**PROMPT**
Reproduce the listing below word for word, omitting the pictures.

BEGIN DATA FOR THE TASK

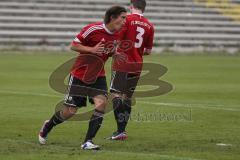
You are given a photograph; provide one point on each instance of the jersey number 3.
(139, 37)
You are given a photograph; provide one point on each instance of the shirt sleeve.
(150, 39)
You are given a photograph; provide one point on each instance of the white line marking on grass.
(150, 154)
(172, 157)
(203, 106)
(28, 93)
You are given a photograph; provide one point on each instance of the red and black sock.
(55, 120)
(94, 124)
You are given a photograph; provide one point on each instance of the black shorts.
(78, 91)
(124, 83)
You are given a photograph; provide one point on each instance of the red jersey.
(136, 36)
(89, 66)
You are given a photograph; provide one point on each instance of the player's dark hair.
(139, 4)
(113, 12)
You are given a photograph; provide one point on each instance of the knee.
(127, 102)
(100, 103)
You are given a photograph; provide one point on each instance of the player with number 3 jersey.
(137, 40)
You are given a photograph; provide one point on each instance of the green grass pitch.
(201, 111)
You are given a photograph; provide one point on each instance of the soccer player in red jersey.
(137, 40)
(95, 43)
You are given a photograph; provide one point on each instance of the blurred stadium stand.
(181, 25)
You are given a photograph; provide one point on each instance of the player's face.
(118, 22)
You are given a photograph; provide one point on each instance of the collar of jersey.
(107, 30)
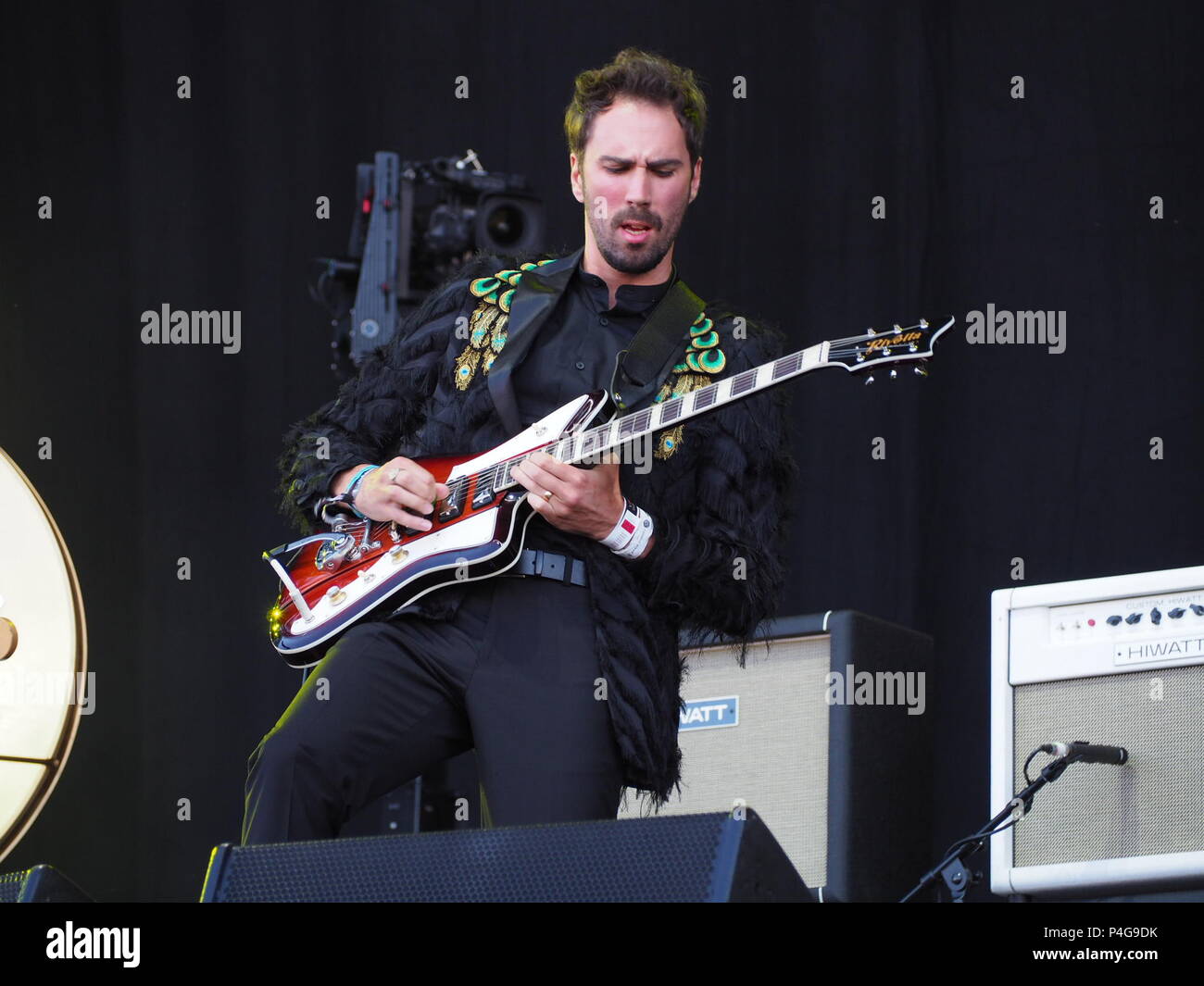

END DATA FOR THE TASK

**COMPLETE ANSWER**
You are given a photograph; provide one point on each instance of the jersey number 3.
(139, 37)
You are given a photograph; provide one point on each instance of the shirt sleeve.
(150, 39)
You are given a photograph; provide one point on each instance of the white line marking on grass.
(150, 154)
(172, 157)
(203, 106)
(28, 93)
You are given a photograph; provide one point on each instance of the red and black sock.
(55, 120)
(94, 124)
You are given a photograph; provide one point on each instance of the black shorts.
(78, 91)
(124, 83)
You are given a photograph; provide one point on each instance of the red jersey.
(136, 36)
(89, 66)
You are given a photograph; provide one point on each instance of the player's dark hair.
(139, 4)
(113, 12)
You are given a photograph; provide one point on each instance of the knee.
(127, 102)
(100, 103)
You are given a photograph; provide one point on each instance of the player with number 3 jersey.
(137, 40)
You are given a photograph; provide one point on each instance of the green grass pitch.
(201, 111)
You are given a photograph; provide one point on each instance of the soccer player in red jersey.
(137, 40)
(95, 43)
You are given a photograph; provide one point on each instance of the blurred stadium stand.
(181, 25)
You are given a photograph; provide one point on each instance of the player's face.
(118, 22)
You are given a photograph; provide one point on each instance of the collar of jersey.
(107, 30)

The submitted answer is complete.